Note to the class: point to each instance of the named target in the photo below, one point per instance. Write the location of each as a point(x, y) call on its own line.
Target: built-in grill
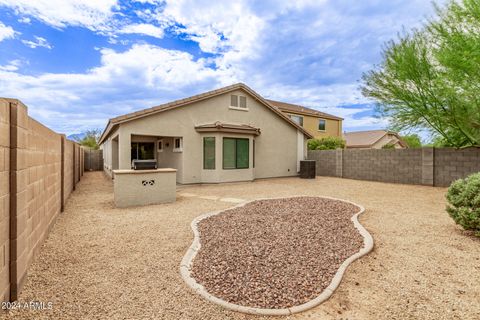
point(144, 164)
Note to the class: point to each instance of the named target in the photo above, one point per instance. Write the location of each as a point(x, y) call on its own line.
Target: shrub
point(327, 143)
point(464, 202)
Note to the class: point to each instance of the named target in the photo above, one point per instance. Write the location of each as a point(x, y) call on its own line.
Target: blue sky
point(76, 63)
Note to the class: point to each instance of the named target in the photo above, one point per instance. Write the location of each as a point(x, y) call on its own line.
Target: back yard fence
point(39, 169)
point(423, 166)
point(93, 160)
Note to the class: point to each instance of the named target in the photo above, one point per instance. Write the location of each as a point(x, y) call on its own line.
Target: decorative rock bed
point(274, 256)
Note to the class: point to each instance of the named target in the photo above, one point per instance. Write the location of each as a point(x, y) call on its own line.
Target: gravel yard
point(275, 253)
point(105, 263)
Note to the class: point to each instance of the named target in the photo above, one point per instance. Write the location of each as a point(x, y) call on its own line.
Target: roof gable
point(114, 122)
point(368, 138)
point(295, 108)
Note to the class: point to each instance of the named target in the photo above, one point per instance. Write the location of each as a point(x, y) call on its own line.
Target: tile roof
point(295, 108)
point(114, 122)
point(366, 138)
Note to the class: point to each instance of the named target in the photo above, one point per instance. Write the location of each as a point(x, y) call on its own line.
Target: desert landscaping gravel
point(105, 263)
point(275, 253)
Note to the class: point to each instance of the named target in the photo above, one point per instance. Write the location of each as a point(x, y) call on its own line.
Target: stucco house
point(373, 139)
point(225, 135)
point(318, 124)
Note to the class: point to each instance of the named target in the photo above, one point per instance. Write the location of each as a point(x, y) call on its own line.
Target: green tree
point(430, 78)
point(91, 139)
point(412, 140)
point(327, 143)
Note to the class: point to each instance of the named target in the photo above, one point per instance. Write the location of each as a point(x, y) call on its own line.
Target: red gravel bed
point(275, 253)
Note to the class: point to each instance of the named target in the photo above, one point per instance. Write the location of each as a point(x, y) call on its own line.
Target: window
point(238, 101)
point(243, 102)
point(234, 101)
point(236, 153)
point(297, 119)
point(209, 153)
point(321, 124)
point(143, 151)
point(177, 145)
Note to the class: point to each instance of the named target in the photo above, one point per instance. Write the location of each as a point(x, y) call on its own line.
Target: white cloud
point(144, 29)
point(11, 66)
point(309, 52)
point(6, 32)
point(25, 20)
point(39, 42)
point(93, 15)
point(140, 77)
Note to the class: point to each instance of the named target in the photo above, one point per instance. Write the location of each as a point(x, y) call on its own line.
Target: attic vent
point(238, 101)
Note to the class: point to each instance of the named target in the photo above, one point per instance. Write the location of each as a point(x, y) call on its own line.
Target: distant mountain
point(77, 136)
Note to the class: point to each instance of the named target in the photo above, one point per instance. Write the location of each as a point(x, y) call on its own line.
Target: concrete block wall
point(32, 190)
point(68, 164)
point(425, 166)
point(404, 166)
point(452, 164)
point(4, 200)
point(328, 165)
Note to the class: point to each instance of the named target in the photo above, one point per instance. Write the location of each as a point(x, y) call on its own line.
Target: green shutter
point(242, 153)
point(228, 153)
point(209, 153)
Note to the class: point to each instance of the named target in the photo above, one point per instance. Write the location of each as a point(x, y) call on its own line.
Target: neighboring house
point(229, 134)
point(373, 139)
point(318, 124)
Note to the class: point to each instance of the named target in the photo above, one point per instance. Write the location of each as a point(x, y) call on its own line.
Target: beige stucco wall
point(276, 146)
point(333, 128)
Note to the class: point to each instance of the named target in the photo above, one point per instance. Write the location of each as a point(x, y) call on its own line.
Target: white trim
point(238, 108)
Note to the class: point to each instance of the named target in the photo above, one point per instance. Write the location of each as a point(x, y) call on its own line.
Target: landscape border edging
point(326, 293)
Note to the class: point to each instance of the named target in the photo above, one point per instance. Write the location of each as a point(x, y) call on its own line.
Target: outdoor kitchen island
point(143, 187)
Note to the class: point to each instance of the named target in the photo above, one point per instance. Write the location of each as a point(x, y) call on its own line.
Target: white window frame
point(238, 103)
point(319, 125)
point(180, 149)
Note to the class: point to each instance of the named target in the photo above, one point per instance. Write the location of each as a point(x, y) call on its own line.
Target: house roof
point(295, 108)
point(114, 122)
point(227, 127)
point(366, 139)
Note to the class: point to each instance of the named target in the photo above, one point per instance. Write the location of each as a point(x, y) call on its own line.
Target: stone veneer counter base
point(274, 256)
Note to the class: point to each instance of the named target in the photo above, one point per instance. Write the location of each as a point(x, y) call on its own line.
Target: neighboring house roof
point(294, 108)
point(227, 127)
point(114, 122)
point(366, 139)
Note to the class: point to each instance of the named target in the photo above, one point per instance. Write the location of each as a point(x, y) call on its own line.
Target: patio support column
point(124, 150)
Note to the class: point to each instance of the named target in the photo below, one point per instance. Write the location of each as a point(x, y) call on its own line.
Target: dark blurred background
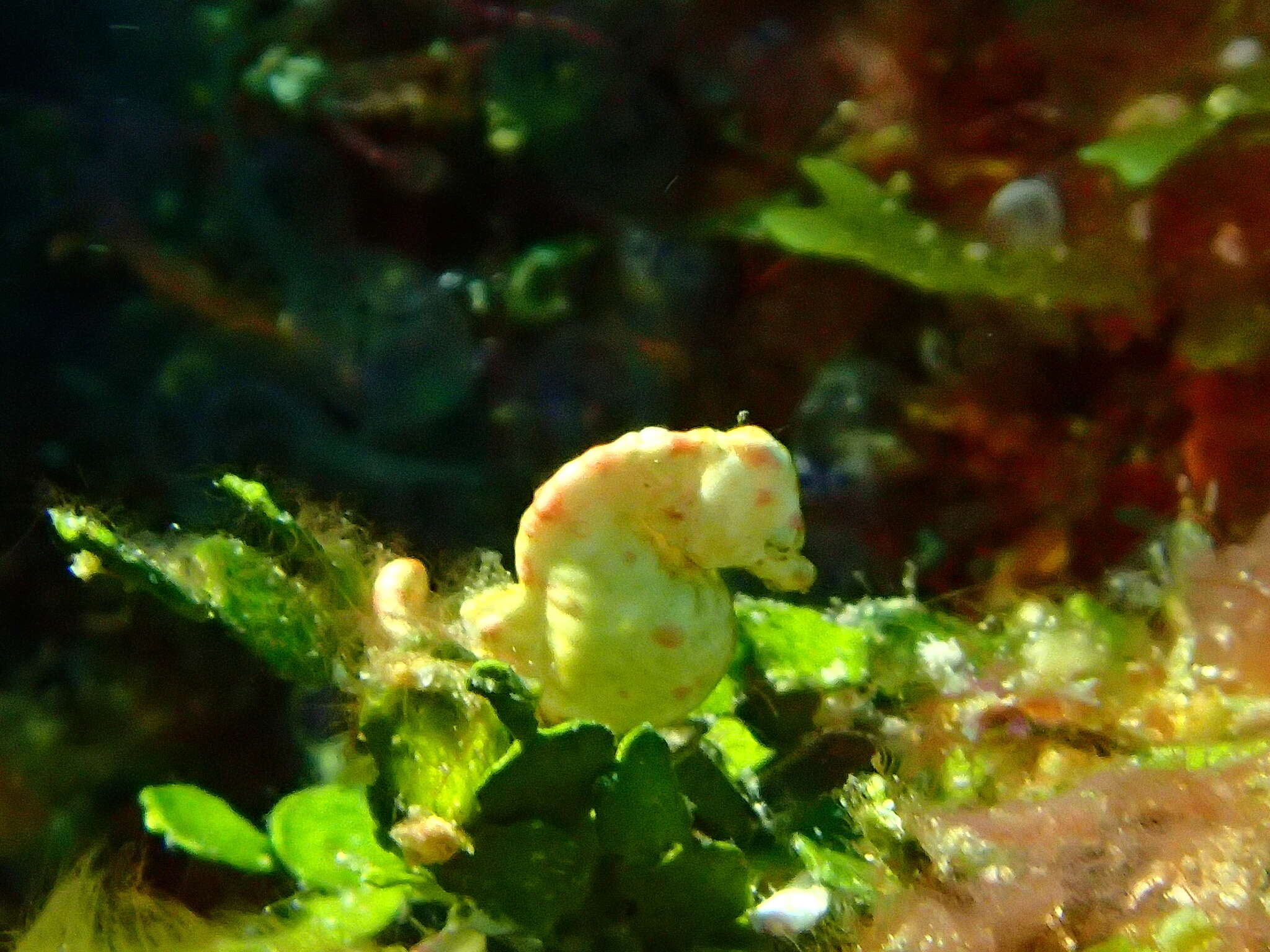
point(411, 255)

◆ ◆ ◆ ◆ ◆ ◆ ◆

*AIM OF THE TASK*:
Copy all of the data above word for word, leaving the pictures out.

*OUTPUT BELOW*:
Note to the class: point to each instance of the named target in the photo below, one point per instance. Write the location of each as a point(x, y) call on its own line.
Target: built-in grill
point(144, 164)
Note to the class: point to each instance of the named target in the photo above, one point per instance. Write the location of each as a point(x, y) call on its own line.
Target: shrub
point(327, 143)
point(464, 202)
Note to the class: point to each instance of the named target in the photo above, one point per instance. Write the location of each as a point(x, y) call on its own line.
Target: blue sky
point(76, 63)
Note to the class: point to each instance of the named target in the photo above, one point per instance. Write the location of each as a point(x, y) call on its own line.
Target: back yard fence
point(39, 169)
point(423, 166)
point(93, 160)
Note to the class: point to each instance of the named target in the photo above, one point per instance. Write the location of each as a point(x, y) call on its own line.
Target: decorative rock bed
point(274, 256)
Note to the class: point to each instance of the named target in the photo above, one point per instance. Write the location of each as a point(x, y) call on its own line.
Target: gravel yard
point(275, 253)
point(105, 263)
Note to the class: point to each instance of the named target in the photo above, one point per instance. Write the location of each as a point(x, y) call on its own line.
Target: roof gable
point(114, 122)
point(368, 138)
point(295, 108)
Note to the class: point to each instance of the named target in the photo above, one point per instance. Write the location of each as a point(x, y) call on its own line.
Target: tile roof
point(295, 108)
point(114, 122)
point(366, 138)
Note to the class: point to each instance of the named target in the photo above, one point per instance. Write the location of each as a point(x, y) call on its own line.
Target: desert landscaping gravel
point(105, 263)
point(275, 253)
Note to the class: point to each instance of the named target in the photo above, one point per instance. Write the location of each as a point(x, y) call on its own line.
Target: stucco house
point(373, 139)
point(225, 135)
point(318, 124)
Note to the class: point to each instance of the named target in the photo above, one point per instance. Write the location of each as a point(x, y) call on its own line.
Target: green tree
point(430, 78)
point(91, 139)
point(412, 140)
point(327, 143)
Note to the class: point to each instance of the named target in the photo above, one point per instance. Write the location of each as a point(x, y) call on its own line.
Target: red gravel bed
point(275, 253)
Note to the class: point to each instance of the named target in the photo above, one point per instance. Write the location of each as a point(x, y) call on its own line.
Target: window
point(238, 101)
point(243, 102)
point(234, 101)
point(236, 153)
point(297, 119)
point(209, 153)
point(321, 124)
point(143, 151)
point(177, 145)
Note to the class: point to each instance of the named target in the photo above, one point per instance. Write the location of each as a point(x, y) call on its own line.
Target: white cloud
point(144, 29)
point(11, 66)
point(309, 52)
point(6, 32)
point(25, 20)
point(39, 42)
point(93, 15)
point(140, 77)
Note to the class: point to each instance of the named target in the photo above, one point per instance. Write the location of each as a point(x, y) call on its own line.
Target: attic vent
point(238, 101)
Note to the class: point to each instance of the named target in the photo above, one point per instance. Write the location of each as a point(x, y) call on its own line.
Target: distant mountain
point(77, 136)
Note to the class: point to each instance of the named target in the photo above, one point per instance. Write the location of each as a point(x, y) call on its own line.
Target: concrete block wall
point(32, 190)
point(68, 164)
point(425, 166)
point(404, 166)
point(452, 164)
point(4, 200)
point(328, 165)
Note to the class: point to each instance of the named target in the photo above, one point per instance. Write the location of each as a point(x, y) call on its own line.
Target: green shutter
point(242, 153)
point(228, 153)
point(209, 153)
Note to the class: point to each instance of the named target in the photo above, one point per instance. Write the location of each as a point(x, y) call on its own line.
Target: neighboring house
point(229, 134)
point(373, 139)
point(318, 124)
Note to the class: point to each instance of the named target in the photo above, one point per instance. Write the location of each as a point(x, y) call on its own line.
Target: beige stucco wall
point(276, 146)
point(333, 128)
Note to the class: point to each instance of the named target in the photo above, one point per instance. Write the location of each as a point(x, y) call on its own line.
Target: white trim
point(238, 108)
Note to the class: point to each instance of the named target in the photo above, one point per instance. Write the location of each as a point(x, y) call on its own line.
Target: landscape border edging
point(326, 293)
Note to the class: point to each instance of the named target in the photo above, one point per instance. Write the location of each as a point(x, y) call on its own line.
Target: outdoor kitchen island
point(143, 187)
Note to the class: point to each instance of the named target in the photo above, one point per instance. Write the location of each as a point(x, y) call on its own line.
Target: white window frame
point(238, 103)
point(319, 125)
point(180, 149)
Note to the class: point to each instance of the named target in the photo above, one point per instance. Write the location of each as a point(x, y) call on its own line.
Target: house roof
point(295, 108)
point(114, 122)
point(227, 127)
point(366, 139)
Note to the class: point to each instance of the named target in the photo above, one point per instance. Write the location of each as a point(x, y) call on its own line.
Target: stone veneer counter base
point(274, 256)
Note to the class: point to each instance of the named target in the photo above, one point per instance. Write the location of each as a point(x, y) call on its own line.
Target: neighboring house roof
point(294, 108)
point(227, 127)
point(114, 122)
point(366, 139)
Note to the class: point to each instance of the named target in the photo above, one point per instance. Write the location of each as a point(x, y) call on its own line.
Target: patio support column
point(124, 150)
Note to the class: point to each instance of the named target in the photo below, one point per instance. Write the location of each as a point(x, y) call on its own line.
Target: dark blurred background
point(411, 255)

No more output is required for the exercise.